● **Source material**

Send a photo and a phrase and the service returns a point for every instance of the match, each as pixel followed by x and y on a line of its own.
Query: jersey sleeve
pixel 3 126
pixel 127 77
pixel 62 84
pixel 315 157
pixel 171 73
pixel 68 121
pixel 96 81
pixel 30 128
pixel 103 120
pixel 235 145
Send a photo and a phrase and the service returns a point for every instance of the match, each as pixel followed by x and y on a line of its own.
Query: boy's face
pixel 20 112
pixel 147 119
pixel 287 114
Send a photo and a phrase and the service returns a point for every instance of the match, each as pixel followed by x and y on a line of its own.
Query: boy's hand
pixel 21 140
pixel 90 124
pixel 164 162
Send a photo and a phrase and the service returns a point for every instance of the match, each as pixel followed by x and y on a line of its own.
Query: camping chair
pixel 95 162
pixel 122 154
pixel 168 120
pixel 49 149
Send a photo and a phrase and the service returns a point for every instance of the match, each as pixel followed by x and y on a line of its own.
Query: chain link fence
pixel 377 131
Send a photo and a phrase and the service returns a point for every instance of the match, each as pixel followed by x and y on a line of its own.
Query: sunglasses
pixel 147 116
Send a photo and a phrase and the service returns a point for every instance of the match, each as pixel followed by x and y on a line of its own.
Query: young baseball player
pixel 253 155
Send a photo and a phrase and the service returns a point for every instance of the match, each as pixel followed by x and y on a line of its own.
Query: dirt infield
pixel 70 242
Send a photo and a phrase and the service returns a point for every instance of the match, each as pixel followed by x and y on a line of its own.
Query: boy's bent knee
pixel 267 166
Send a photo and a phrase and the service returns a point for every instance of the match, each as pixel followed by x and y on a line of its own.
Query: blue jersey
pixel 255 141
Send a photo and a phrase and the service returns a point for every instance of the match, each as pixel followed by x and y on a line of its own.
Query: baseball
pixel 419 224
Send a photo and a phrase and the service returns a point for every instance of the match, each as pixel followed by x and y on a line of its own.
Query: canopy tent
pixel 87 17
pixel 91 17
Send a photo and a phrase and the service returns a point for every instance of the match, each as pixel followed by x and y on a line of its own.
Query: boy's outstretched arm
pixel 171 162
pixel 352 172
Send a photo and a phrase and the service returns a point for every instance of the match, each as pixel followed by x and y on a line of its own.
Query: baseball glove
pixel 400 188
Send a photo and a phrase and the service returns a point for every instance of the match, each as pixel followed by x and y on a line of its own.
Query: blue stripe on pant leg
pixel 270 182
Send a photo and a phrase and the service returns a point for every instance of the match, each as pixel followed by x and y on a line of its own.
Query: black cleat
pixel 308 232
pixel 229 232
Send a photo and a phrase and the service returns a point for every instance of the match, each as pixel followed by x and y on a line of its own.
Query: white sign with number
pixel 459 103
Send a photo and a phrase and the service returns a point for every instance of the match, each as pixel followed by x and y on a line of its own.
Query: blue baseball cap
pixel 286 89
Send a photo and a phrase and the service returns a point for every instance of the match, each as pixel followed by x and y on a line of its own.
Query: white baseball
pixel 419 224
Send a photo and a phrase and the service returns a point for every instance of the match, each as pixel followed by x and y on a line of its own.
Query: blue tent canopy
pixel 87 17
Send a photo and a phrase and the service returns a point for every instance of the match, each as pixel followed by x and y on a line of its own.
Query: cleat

● **Exercise directions**
The required response is a complete, exact copy of the records.

● **Written solution**
Send a photo and a phrase and the service returns a point for every instance of the match, each as pixel followed by x and y on a line of its own.
Query: jersey sleeve
pixel 3 126
pixel 127 77
pixel 62 84
pixel 315 157
pixel 171 73
pixel 68 121
pixel 96 81
pixel 30 128
pixel 103 120
pixel 235 145
Send a photo and a phrase and the service returns a point for every instance of the match, each as pixel followed by x and y on a line of its own.
Query: boy's face
pixel 20 112
pixel 147 119
pixel 287 114
Send a photo and a phrase and the service returns a point for every instance of the match, each as pixel followed by x and y on a line of its own.
Query: boy's hand
pixel 21 140
pixel 90 124
pixel 164 162
Send a photo and a phrase and the service returns a point for every instance of the match, each as pixel followed by x and y on a line of its own.
Query: camping chair
pixel 95 162
pixel 122 154
pixel 168 120
pixel 49 149
Send a photo and a phrase and the service returns a point for every instance of the match, each as pixel followed by x and y on a line of its own.
Query: chain link fence
pixel 377 131
Send a photo and a phrase and the service returns a point for every instance of the match, each as pixel followed by x and y on a line of its own.
Query: sunglasses
pixel 147 116
Send a photo and a phrase and the service returns a point for every instance of the match, each as pixel followed by x and y on a line of its own.
Query: young baseball player
pixel 253 155
Send a photo and a phrase and the service returns a point for every instance of the match, each as pixel followed by x and y on a line of its own.
Query: dirt infield
pixel 70 242
Send a photo and a phrase and the service returns a point for every instance of the match, each as pixel followed by x and y on a line of its own.
Query: boy's bent knee
pixel 267 166
Send a photo and a phrase and the service returns a point for every instance of the match, each as pixel followed by x and y on a line of its own.
Query: blue jersey
pixel 255 141
Send a photo and a phrase and the service returns a point for every instance of the match, each as pixel followed by x and y on a line of its own.
Query: baseball
pixel 419 224
Send a photo and a phrase and the service returns a point for every instance of the match, each as pixel followed by x and y on a line of its own.
Query: canopy tent
pixel 87 17
pixel 91 17
Send a photo and a phrase and the service returns a point for every instance of the match, each as pixel followed by x and y on a line of its own.
Query: boy's outstretched arm
pixel 171 162
pixel 352 172
Send a photo and a phrase and the service returns a point for every instance of the match, each as pixel followed by x and y on a line of its own.
Query: baseball glove
pixel 400 188
Send a photo and a phrase and the service returns a point for every instance of the match, each as pixel followed by x and y on a line of its own.
Query: blue stripe on pant leg
pixel 270 182
Send a photo and a phrase and the service returns a point for every instance of the match, each as pixel followed by x and y on a line of its own.
Query: black cleat
pixel 308 232
pixel 229 232
Send a photo and a phrase and the service returns a point for every instance of the match, each as pixel followed by x and y on a line of its own.
Query: white sign with number
pixel 459 103
Send a photo and a phrase and the service returns a point for every instance of the match, each as pixel followed by x and y on a line of its own.
Query: blue baseball cap
pixel 286 89
Send a photo and a phrase and the service returns a point for every instance of the match, each as pixel followed by x and y on a line of its own.
Query: white baseball
pixel 419 224
Send a photo and a phrase and the service returns a point for every instance of the match, each as pixel followed by x and y on a line of its own.
Query: blue tent canopy
pixel 87 17
Send a photo and a phrase and the service returns a point for every instance of the match, each as pixel followed by x and y on a line of its own.
Query: cleat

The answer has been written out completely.